Extract to read.
^^^^

Module: Licensee::ContentHelper::SimilarityMethods

Included in:
Licensee::ContentHelper
Defined in:
lib/licensee/content_helper/similarity_methods.rb

Overview

Mixin providing wordset-based similarity scoring.

Instance Method Summary collapse

Instance Method Details

#bigram_similarity(other) ⇒ Object

Given another license or project file, calculates the Dice coefficient over bigrams (consecutive word pairs). Unlike wordset similarity this is sensitive to word order, making it resistant to adversarial scrambling where all the correct words appear but in the wrong sequence.



20
21
22
23
24
25
26
27
28
# File 'lib/licensee/content_helper/similarity_methods.rb', line 20

def bigram_similarity(other)
  my_bigrams = bigrams
  other_bigrams = other.bigrams
  total = my_bigrams.size + other_bigrams.size
  return 0.0 if total.zero?

^^^^

What you need to do.
Carry on the Licensee similarity-methods documentation from its last line.

^^^^

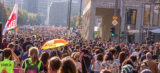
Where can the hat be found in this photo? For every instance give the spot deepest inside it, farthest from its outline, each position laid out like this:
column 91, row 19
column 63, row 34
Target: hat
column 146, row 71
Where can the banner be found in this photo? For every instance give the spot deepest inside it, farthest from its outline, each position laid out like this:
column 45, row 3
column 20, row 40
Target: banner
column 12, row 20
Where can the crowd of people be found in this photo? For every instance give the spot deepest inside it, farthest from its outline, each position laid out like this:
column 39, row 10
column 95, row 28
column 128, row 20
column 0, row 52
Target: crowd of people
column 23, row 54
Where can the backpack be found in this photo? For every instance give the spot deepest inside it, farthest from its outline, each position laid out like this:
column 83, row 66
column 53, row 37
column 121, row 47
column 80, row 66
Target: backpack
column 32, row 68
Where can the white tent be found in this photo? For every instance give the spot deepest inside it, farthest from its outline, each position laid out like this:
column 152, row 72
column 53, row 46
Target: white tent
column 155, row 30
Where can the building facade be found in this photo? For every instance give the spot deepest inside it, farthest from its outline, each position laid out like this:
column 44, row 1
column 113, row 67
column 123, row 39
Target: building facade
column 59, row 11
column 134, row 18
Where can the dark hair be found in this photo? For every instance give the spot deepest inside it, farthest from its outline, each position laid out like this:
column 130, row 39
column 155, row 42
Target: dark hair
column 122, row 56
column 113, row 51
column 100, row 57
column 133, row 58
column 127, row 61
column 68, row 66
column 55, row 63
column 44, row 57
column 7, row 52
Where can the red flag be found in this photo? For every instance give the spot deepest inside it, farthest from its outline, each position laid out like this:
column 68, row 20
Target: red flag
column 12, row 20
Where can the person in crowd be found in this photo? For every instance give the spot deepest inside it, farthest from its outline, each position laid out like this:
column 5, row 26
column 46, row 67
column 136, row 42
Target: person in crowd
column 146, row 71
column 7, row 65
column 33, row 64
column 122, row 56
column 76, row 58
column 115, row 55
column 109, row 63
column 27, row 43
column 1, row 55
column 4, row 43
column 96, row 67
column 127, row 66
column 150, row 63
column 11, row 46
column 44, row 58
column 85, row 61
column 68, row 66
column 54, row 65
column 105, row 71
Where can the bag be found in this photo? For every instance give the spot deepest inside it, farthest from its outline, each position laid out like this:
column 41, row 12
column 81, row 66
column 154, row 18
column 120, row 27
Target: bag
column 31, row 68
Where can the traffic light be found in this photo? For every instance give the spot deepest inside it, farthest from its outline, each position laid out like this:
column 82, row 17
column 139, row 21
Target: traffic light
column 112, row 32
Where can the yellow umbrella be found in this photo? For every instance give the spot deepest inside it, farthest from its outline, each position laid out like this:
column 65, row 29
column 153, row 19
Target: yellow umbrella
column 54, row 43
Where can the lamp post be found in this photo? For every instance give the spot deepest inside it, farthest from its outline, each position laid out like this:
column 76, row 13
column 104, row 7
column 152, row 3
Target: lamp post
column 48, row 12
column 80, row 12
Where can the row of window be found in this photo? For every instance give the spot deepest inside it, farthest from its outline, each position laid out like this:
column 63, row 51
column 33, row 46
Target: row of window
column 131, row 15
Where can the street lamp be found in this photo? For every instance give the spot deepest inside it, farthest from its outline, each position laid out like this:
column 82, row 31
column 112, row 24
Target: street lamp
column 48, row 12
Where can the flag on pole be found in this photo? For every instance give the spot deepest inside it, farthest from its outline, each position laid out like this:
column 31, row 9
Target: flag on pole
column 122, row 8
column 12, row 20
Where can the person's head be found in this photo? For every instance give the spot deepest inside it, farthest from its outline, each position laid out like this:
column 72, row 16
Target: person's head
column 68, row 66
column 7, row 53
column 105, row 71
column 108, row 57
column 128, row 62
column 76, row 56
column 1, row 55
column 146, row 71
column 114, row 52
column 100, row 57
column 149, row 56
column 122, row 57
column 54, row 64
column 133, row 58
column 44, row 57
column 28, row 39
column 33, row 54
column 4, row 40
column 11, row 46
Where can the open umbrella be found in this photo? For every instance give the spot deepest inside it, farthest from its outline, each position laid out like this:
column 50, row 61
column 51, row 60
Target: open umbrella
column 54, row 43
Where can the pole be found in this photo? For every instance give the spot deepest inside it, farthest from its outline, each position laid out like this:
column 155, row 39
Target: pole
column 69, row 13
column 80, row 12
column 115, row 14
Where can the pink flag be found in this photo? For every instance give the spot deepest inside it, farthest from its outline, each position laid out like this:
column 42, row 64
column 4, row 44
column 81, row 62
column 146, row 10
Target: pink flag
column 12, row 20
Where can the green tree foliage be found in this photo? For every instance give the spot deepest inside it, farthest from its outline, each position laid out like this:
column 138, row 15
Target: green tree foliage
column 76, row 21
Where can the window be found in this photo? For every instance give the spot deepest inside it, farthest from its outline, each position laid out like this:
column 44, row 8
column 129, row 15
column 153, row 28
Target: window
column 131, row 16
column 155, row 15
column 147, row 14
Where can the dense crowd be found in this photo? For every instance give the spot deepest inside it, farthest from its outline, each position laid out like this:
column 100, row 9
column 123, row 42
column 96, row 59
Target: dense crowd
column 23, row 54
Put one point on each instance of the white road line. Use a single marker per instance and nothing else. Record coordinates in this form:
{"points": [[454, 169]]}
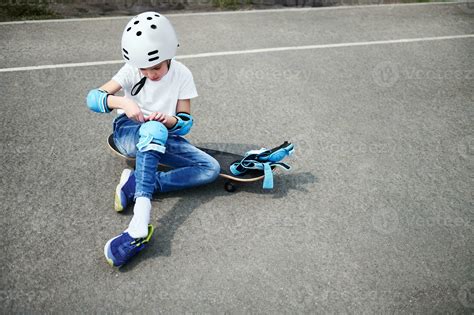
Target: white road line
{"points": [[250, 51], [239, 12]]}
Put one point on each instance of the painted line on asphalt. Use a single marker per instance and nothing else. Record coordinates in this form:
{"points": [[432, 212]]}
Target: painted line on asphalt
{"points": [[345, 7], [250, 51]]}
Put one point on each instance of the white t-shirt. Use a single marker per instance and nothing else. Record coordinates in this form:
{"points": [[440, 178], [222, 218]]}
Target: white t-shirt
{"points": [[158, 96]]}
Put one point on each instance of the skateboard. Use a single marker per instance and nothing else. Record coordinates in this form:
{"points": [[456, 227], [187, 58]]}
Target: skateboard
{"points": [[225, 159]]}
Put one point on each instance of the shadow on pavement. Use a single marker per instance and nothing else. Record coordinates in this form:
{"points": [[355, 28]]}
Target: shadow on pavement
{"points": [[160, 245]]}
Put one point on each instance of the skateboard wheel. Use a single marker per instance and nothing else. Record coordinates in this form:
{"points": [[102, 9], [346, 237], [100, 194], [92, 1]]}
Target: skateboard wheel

^^^^

Answer.
  overlap = (my_bigrams & other_bigrams).size
  (overlap * 200.0) / total
end

#similarity(other) ⇒ Object

Given another license or project file, calculates the similarity as a percentage of words in common, minus a tiny penalty that increases with size difference between licenses so that false positives for long licenses are ruled out by this score alone.



11
12
13
14
# File 'lib/licensee/content_helper/similarity_methods.rb', line 11

def similarity(other)
  overlap = (wordset_fieldless & other.wordset).size
  (overlap * 200.0) / similarity_denominator(other)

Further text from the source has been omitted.